(Records of labeled points)
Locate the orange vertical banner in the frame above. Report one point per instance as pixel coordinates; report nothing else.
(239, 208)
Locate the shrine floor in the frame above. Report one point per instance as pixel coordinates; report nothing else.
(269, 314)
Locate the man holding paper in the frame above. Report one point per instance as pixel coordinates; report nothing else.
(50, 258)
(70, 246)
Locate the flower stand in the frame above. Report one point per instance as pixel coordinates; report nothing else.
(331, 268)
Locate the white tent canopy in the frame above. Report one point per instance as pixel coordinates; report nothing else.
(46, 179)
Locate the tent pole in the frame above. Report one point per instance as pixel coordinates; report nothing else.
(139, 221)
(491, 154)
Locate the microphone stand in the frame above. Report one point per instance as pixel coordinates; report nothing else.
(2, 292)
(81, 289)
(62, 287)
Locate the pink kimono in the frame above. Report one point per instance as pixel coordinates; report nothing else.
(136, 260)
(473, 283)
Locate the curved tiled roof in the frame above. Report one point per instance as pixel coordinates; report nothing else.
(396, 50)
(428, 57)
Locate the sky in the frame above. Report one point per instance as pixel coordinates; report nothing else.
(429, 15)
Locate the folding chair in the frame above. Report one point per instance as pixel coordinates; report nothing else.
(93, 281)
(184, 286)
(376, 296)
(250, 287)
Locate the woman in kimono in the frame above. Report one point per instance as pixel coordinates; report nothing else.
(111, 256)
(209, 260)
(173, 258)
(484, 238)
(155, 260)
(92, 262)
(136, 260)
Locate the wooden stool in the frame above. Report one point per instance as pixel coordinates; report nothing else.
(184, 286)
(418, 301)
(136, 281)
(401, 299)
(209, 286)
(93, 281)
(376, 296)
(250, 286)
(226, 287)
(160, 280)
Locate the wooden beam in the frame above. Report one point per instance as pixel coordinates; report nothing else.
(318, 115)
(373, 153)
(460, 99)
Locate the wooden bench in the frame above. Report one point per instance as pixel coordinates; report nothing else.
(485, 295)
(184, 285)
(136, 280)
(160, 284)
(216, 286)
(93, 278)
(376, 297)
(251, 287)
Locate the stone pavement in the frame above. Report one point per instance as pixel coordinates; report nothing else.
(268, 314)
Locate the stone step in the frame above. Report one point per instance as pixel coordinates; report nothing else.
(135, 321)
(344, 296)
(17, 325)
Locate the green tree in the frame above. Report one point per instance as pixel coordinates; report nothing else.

**WORK INSTRUCTIONS**
Rewrite every line of the entries above as a Markdown table with two columns, "Row" holding a running row number and "Entry line" holding the line itself, leaving out any blank lines.

**RESPONSE TO THIS TASK**
| Row | Entry line |
|---|---|
| 1 | Locate the orange vertical banner in the frame above. Report one point per instance as pixel coordinates; report nothing else. |
| 2 | (239, 208) |
| 3 | Locate the shrine floor in the frame above. Report one point per instance as pixel coordinates; report nothing else. |
| 4 | (269, 314) |
| 5 | Locate the man holding paper in the frame above. Report one point per instance as pixel coordinates; report nothing else. |
| 6 | (50, 258) |
| 7 | (70, 246) |
| 8 | Locate the flower stand in the frame above. Report one point per instance as pixel coordinates; report nothing else. |
| 9 | (331, 268) |
| 10 | Locate the white tent canopy in the frame above. Report one point per instance as pixel coordinates; report nothing else. |
| 11 | (46, 179) |
| 12 | Locate the tent pole in the frame above. Report one point per instance as pixel coordinates; report nothing else. |
| 13 | (139, 221) |
| 14 | (491, 154) |
| 15 | Locate the microphone stand in the frame above. Report one point per instance as pixel coordinates; report nothing else. |
| 16 | (2, 292) |
| 17 | (81, 289) |
| 18 | (62, 287) |
| 19 | Locate the pink kimono in the frame above. Report one point per instance as pixel coordinates; report nothing else. |
| 20 | (136, 260) |
| 21 | (473, 283) |
| 22 | Locate the curved tiled roof in the frame above. Report one point per instance as pixel coordinates; report nothing else. |
| 23 | (396, 50) |
| 24 | (428, 57) |
| 25 | Locate the sky in the frame above. Report one point per instance as pixel coordinates; report nothing else. |
| 26 | (429, 15) |
| 27 | Locate the folding chair in the frame above. Report one point per instance as pixel coordinates; report nothing else. |
| 28 | (93, 281) |
| 29 | (184, 286) |
| 30 | (376, 296) |
| 31 | (250, 287) |
| 32 | Locate the woman in kimono in the frame above. Report one point per instance as pixel coordinates; report nothing else. |
| 33 | (111, 256) |
| 34 | (209, 260) |
| 35 | (173, 258) |
| 36 | (484, 238) |
| 37 | (155, 260) |
| 38 | (92, 262) |
| 39 | (136, 260) |
| 40 | Locate the wooden stool in the frame above. Report one point per instance as pixel coordinates; report nothing else. |
| 41 | (184, 286) |
| 42 | (418, 301) |
| 43 | (136, 281) |
| 44 | (401, 299) |
| 45 | (209, 286) |
| 46 | (93, 281) |
| 47 | (376, 296) |
| 48 | (250, 286) |
| 49 | (226, 287) |
| 50 | (160, 280) |
| 51 | Locate the wooden beam in the frame above. Report one point per instance as pixel coordinates; report nothing else. |
| 52 | (318, 115) |
| 53 | (373, 153) |
| 54 | (460, 99) |
| 55 | Locate the wooden bench in the frame above. Report one point per instance as pixel coordinates; report nothing else. |
| 56 | (485, 295) |
| 57 | (184, 285) |
| 58 | (136, 280) |
| 59 | (160, 284) |
| 60 | (216, 286) |
| 61 | (93, 278) |
| 62 | (376, 297) |
| 63 | (251, 287) |
| 64 | Locate the stone pavement in the frame above. Report one point per instance as pixel coordinates; report nothing else. |
| 65 | (268, 314) |
| 66 | Locate the stone step in the frame above. Report one point per instance as pixel coordinates; report nothing else. |
| 67 | (135, 321) |
| 68 | (344, 296) |
| 69 | (17, 325) |
| 70 | Locate the green tree in the frame above. Report one point per instance as pixel coordinates; report nothing else. |